◆ **SOURCE EXCERPT**:
◆ ◆ ◆ ◆

RFC: Memory Controller — Linux Kernel

We've seen a lot of discussion lately on the memory controller. The RFC below
provides a summary of the discussions so far. The goal of this RFC is to bring
together the thoughts so far, build consensus and agree on a path forward.

NOTE: I have tried to keep the information as accurate and current as possible.
Please bring out any omissions/corrections if you notice them. I would like to
keep this summary document accurate, current and live.

Summary of Memory Controller Discussions and Patches

1. Accounting

The patches submitted so far agree that the following memory
should be accounted for

Reclaimable memory

(i)   Anonymous pages - Anonymous pages are pages allocated by the user space,
      they are mapped into the user page tables, but not backed by a file.
(ii)  File mapped pages - File mapped pages map a portion of a file
(iii) Page Cache Pages - Consists of the following

    (a) Pages used during IPC using shmfs
    (c) Pages of a user mode process that are swapped out
    (c) Pages from block read/write operations
    (d) Pages from file read/write operations

Non Reclaimable memory

This memory is not reclaimable until it is explicitly released by the
allocator. Examples of such memory include slab allocated memory and
memory allocated by the kernel components in process context. mlock()'ed
memory is also considered as non-reclaimable, but it is usually handled
as a separate resource.

(i)  Slabs
(ii) Kernel pages and page_tables allocated on behalf of a task.

2. Control considerations for the memory controller

Control can be implemented using either

(i)  Limits
     Limits, limit the usage of the resource to the specified value. If the
     resource usage crosses the limit, then the group might be penalized
     or restricted. Soft limits can be exceeded by the group as long as
     the resource is still available. Hard limits are usually the cut-of-point.
     No additional resources might be allocated beyond the hard limit.

(ii) Guarantees
     Guarantees, come in two forms

     (a) Soft guarantees is a best effort service to provide the group
      with the specified guarantee of resource availability. In this form
      resources can be shared (the unutilized resources of one
      group can be used by other groups) among groups and groups are allowed to
      exceed their guarantee when the resource is available (there is
      no other group unable to meet its guarantee). When a group is unable
      to meet its guarantee, the system tries to provide it with it's
      guaranteed resources by trying to reclaim from other groups, which
      have exceeded their guarantee. In spite of its best effort, if the
      system is unable to meet the specified guarantee, the guarantee
      failed statistic of the group is incremented. This form of guarantees
      is best suited for non-reclaimable resources.

◆ ◆ ◆ ◆

◆ **SET TASK 1**:
Print everything in the memory controller RFC from "RFC: Memory Controller" down to "current as possible.".
◆ **SET TASK 2**:
According to the memory controller RFC, what kind of resource is the soft form of guarantees best suited for?
◆ **SET TASK 3**:
Pick up the memory controller RFC after its last sentence and continue writing it.

◆ ◆ ◆ ◆

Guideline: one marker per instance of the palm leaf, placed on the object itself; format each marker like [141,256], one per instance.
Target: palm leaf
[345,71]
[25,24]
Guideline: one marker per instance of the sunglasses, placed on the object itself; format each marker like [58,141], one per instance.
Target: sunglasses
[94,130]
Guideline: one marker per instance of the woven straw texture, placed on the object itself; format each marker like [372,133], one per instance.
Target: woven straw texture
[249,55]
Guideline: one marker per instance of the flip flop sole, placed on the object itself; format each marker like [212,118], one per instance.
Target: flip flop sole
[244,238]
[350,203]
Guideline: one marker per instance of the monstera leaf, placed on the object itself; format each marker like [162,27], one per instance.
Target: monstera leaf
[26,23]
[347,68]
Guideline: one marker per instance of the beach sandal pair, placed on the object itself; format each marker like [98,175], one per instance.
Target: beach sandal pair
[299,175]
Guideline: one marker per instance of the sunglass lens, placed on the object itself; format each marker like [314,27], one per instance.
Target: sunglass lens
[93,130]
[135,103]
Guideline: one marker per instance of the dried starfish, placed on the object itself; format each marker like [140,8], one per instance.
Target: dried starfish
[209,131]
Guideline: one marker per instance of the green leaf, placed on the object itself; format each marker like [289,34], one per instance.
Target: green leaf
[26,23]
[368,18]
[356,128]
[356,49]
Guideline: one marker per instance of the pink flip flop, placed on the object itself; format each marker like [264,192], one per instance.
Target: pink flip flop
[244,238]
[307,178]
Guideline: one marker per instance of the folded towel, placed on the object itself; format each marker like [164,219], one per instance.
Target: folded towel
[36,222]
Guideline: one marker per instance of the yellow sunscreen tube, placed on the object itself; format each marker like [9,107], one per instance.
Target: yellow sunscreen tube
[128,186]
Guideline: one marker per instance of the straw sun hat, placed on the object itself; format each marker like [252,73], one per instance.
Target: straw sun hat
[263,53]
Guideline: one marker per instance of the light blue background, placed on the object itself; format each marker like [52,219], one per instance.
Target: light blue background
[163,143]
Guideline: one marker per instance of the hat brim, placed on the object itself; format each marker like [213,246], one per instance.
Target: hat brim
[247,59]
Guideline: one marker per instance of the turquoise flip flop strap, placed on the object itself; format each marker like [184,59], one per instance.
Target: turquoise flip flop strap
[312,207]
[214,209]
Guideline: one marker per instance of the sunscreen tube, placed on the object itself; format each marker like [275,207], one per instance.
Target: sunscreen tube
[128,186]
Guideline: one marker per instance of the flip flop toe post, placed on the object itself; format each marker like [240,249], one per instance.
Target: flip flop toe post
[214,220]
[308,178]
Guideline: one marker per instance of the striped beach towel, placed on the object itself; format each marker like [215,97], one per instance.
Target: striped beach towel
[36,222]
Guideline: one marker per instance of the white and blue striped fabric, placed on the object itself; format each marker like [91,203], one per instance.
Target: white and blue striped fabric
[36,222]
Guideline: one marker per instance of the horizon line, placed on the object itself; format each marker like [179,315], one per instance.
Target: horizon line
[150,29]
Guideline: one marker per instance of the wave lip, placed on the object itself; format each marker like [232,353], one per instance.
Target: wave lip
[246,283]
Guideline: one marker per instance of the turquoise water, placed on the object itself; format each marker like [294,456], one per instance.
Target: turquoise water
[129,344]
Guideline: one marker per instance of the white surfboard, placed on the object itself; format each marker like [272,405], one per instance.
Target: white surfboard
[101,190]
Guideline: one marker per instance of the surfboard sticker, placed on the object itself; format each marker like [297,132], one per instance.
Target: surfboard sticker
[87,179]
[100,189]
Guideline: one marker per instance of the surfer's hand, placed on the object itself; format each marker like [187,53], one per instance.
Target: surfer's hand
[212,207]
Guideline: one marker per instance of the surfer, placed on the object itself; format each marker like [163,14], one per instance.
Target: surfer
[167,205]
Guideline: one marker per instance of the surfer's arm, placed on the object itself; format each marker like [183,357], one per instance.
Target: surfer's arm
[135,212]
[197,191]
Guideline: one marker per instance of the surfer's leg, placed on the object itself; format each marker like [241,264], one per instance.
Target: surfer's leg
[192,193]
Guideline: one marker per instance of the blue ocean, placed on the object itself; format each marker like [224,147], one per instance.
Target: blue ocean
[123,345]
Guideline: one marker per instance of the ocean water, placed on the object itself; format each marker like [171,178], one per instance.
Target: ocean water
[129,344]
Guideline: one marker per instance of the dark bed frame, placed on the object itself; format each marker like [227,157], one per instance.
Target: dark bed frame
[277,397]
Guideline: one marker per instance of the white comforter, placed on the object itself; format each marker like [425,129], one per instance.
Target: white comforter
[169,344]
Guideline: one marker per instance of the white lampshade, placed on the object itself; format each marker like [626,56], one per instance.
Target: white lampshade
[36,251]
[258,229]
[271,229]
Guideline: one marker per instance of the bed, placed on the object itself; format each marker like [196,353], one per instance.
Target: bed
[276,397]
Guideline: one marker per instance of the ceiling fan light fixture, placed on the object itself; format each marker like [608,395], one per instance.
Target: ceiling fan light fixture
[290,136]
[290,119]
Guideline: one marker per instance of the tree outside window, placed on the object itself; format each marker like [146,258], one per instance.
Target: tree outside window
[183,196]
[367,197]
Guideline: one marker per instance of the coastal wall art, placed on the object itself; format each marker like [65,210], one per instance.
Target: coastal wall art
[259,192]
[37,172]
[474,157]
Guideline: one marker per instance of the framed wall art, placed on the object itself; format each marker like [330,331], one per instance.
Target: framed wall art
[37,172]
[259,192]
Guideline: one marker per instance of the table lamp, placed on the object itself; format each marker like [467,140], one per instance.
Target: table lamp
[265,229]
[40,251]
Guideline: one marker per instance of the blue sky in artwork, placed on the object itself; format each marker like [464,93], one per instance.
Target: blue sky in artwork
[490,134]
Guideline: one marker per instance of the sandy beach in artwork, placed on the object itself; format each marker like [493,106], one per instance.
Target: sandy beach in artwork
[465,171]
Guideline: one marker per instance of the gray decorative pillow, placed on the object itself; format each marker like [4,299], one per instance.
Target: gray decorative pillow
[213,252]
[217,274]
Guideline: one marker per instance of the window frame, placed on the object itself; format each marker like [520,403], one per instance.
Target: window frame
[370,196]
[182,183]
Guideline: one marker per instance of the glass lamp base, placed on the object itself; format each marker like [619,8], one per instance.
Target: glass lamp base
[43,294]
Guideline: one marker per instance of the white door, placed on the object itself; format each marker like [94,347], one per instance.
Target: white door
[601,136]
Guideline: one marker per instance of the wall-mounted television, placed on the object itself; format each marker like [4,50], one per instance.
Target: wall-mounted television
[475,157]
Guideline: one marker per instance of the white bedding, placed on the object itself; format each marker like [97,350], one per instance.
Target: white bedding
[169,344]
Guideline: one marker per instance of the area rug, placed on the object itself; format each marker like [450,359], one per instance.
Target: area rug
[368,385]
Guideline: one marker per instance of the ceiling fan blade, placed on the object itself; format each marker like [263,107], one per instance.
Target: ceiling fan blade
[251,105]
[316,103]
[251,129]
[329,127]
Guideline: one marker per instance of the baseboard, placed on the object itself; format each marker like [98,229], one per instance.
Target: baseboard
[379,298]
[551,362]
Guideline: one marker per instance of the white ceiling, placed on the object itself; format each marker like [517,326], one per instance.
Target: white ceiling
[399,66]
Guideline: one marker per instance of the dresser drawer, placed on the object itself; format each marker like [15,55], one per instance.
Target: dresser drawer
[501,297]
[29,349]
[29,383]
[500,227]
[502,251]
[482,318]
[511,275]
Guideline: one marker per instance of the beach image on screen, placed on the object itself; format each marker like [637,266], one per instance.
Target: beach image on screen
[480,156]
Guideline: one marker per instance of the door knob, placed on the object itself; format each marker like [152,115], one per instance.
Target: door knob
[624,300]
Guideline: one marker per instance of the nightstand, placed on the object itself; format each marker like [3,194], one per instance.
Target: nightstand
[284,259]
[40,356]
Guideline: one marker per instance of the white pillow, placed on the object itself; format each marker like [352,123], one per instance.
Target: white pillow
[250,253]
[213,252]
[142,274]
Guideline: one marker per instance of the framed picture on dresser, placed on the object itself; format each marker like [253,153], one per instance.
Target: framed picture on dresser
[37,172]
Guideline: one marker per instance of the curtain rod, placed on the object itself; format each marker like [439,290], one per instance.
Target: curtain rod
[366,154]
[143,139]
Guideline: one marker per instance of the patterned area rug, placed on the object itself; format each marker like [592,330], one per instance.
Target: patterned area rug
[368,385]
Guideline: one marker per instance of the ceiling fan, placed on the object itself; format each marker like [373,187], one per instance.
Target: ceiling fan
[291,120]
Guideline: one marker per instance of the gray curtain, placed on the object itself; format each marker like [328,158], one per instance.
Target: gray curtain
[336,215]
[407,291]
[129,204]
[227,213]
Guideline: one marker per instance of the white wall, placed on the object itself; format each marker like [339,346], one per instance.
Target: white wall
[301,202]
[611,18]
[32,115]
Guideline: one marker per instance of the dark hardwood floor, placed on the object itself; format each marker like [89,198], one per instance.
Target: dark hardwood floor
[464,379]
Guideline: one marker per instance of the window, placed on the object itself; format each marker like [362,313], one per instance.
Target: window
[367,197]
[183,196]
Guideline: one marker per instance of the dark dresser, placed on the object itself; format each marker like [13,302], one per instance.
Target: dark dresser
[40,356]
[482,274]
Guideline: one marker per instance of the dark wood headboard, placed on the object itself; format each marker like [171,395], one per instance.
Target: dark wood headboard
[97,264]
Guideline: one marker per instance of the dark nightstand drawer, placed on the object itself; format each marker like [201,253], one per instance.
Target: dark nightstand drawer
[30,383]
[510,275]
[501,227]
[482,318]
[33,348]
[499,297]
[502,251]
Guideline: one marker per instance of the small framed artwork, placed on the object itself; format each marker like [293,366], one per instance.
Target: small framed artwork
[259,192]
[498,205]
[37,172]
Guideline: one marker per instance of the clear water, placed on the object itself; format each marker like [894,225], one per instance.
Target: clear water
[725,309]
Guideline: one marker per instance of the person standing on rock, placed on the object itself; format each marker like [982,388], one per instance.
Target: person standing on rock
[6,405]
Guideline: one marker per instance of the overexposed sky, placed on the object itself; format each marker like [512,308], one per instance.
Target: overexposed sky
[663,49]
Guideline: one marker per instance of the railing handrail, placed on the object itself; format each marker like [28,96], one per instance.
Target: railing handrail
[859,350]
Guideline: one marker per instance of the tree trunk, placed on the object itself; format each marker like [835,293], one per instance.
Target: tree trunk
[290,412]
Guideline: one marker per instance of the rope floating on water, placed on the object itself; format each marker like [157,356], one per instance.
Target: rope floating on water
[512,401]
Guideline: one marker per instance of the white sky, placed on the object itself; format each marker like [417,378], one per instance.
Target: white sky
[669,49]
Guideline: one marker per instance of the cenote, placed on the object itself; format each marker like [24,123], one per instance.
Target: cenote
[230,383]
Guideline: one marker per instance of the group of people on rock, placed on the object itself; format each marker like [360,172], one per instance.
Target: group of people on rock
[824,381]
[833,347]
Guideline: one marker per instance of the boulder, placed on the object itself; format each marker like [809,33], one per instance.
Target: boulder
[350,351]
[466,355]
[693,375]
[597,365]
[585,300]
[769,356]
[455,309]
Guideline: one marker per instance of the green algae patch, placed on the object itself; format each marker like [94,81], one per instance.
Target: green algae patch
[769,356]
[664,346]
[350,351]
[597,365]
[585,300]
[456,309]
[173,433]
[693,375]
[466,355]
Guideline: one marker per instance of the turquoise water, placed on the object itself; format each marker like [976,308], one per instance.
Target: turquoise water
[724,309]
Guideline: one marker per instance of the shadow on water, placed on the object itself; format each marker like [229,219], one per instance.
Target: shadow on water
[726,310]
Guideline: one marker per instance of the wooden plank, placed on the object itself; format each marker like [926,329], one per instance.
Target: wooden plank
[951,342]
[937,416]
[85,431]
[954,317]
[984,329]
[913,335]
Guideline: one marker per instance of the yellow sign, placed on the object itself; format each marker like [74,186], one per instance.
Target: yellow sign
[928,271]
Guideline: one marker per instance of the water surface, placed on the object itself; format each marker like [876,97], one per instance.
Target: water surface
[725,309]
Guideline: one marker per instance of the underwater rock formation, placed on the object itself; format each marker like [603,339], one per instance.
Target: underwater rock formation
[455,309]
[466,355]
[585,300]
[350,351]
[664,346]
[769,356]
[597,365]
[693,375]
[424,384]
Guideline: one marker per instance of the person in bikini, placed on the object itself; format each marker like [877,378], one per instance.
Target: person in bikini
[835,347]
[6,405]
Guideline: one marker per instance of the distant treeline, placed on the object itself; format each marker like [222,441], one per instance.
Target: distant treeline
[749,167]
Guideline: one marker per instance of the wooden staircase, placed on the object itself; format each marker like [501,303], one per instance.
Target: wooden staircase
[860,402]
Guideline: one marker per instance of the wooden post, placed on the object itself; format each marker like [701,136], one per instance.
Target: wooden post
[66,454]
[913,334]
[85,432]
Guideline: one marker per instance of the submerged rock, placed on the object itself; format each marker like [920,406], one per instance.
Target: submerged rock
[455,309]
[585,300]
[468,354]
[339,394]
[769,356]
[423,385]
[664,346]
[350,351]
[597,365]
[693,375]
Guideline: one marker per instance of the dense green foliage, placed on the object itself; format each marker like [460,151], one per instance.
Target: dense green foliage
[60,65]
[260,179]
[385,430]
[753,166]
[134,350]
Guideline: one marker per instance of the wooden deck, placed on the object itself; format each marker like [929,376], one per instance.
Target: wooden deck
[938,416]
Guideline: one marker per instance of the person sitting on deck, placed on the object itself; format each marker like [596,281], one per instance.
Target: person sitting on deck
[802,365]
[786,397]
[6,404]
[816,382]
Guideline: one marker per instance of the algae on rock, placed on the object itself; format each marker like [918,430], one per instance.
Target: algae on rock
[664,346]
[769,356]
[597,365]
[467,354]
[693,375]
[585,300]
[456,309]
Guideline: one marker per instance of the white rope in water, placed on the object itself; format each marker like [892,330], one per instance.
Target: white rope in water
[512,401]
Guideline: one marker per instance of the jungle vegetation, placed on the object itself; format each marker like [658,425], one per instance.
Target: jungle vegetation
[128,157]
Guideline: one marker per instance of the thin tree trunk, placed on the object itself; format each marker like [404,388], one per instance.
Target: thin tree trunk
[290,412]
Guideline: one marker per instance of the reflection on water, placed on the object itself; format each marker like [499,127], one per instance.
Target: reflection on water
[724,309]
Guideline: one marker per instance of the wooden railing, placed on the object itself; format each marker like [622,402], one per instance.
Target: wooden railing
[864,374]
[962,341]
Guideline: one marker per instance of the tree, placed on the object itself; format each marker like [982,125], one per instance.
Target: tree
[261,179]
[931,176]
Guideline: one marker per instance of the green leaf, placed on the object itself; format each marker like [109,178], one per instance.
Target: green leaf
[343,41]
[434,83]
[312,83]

◆ ◆ ◆ ◆

◆ **EXPECTED OUTPUT 1**:
RFC: Memory Controller — Linux Kernel

We've seen a lot of discussion lately on the memory controller. The RFC below
provides a summary of the discussions so far. The goal of this RFC is to bring
together the thoughts so far, build consensus and agree on a path forward.

NOTE: I have tried to keep the information as accurate and current as possible.

◆ **EXPECTED OUTPUT 2**:
Non-reclaimable resources.

◆ **EXPECTED OUTPUT 3**:
     (b) Hard guarantees is a more deterministic method of providing QoS.
     Resources need to be allocated in advance, to ensure that the group
     is always able to meet its guarantee. This form is undesirable as
     it leads to resource under utilization. Another approach is to
     allow sharing of resources, but when a group is unable to meet its
     guarantee, the system will OOM kill a group that exceeds its
     guarantee.  Hard guarantees are more difficult to provide for
     non-reclaimable resources, but might be easier to provide for
     reclaimable resources.

NOTE: It has been argued that guarantees can be implemented using
limits. See http://wiki.openvz.org/Guarantees_for_resources

3. Memory Controller Alternatives

(i)   Beancouners
(ii)  Containers
(iii) Resource groups (aka CKRM)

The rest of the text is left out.